Start of Dataset content

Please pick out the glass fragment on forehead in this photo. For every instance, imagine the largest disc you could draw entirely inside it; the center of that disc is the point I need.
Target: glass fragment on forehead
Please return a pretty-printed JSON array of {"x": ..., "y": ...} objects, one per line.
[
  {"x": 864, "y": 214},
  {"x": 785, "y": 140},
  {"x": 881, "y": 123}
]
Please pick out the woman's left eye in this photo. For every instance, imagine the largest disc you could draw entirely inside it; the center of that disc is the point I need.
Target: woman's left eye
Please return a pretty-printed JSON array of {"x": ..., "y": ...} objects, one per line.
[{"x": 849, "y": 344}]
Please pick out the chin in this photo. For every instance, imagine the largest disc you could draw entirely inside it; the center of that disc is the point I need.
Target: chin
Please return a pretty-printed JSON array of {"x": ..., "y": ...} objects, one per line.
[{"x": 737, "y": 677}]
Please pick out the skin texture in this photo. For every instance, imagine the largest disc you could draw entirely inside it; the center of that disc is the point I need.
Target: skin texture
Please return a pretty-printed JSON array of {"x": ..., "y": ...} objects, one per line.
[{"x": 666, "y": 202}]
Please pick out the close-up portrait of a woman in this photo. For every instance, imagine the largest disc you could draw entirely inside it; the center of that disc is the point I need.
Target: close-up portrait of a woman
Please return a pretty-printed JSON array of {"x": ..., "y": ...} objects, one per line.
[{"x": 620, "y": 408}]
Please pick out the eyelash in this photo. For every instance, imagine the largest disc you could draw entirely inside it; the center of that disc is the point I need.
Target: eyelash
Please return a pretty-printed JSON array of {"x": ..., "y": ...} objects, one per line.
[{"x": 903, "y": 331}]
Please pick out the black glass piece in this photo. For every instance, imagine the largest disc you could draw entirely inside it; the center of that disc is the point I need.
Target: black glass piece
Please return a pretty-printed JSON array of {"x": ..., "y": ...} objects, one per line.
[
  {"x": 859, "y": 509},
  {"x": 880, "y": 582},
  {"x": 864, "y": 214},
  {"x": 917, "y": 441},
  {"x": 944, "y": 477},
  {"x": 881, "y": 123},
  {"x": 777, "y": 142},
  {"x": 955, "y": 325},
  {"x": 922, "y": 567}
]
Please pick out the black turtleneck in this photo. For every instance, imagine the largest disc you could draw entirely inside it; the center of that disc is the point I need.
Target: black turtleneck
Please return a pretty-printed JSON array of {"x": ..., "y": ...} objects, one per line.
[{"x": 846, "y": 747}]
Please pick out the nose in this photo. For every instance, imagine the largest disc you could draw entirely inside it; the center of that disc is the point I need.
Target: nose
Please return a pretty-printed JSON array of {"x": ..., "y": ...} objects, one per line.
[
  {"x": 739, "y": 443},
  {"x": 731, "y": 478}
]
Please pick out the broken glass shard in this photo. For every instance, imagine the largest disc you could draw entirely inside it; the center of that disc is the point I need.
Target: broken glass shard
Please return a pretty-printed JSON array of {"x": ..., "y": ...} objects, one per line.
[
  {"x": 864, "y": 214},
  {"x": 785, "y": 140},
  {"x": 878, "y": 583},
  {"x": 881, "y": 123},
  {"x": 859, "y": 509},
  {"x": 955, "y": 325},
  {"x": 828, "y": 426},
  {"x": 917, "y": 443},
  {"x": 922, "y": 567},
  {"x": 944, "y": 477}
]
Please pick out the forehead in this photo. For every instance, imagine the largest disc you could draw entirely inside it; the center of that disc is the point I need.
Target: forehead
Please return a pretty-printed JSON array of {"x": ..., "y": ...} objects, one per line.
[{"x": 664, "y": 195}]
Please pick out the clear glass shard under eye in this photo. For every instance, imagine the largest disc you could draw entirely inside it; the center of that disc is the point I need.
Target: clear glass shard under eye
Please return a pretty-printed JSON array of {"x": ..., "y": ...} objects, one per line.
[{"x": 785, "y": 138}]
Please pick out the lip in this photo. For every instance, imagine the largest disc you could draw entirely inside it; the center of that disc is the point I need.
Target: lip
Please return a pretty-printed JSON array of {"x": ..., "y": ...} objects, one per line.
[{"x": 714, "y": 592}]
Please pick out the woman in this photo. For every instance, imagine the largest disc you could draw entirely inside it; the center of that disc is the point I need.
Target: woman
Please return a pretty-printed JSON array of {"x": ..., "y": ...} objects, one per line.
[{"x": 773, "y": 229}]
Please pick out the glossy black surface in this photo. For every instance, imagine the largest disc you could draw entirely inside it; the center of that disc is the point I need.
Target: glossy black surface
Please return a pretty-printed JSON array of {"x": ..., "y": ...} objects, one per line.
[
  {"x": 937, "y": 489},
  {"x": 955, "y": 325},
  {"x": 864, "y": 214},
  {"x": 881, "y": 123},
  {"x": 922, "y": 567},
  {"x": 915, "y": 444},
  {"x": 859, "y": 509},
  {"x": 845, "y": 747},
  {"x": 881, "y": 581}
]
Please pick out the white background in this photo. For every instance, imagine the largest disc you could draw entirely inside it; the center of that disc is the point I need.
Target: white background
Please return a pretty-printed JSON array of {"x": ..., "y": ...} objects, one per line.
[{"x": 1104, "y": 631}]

End of Dataset content

What you need to do -> Copy every line above that includes the string "under".

Task solution ->
Please pick out the clear glass shard under eye in this photo. For every instance, imagine the largest disc you could draw entirely inside it; the center of that disc is the point I need.
Target: clear glass shard under eye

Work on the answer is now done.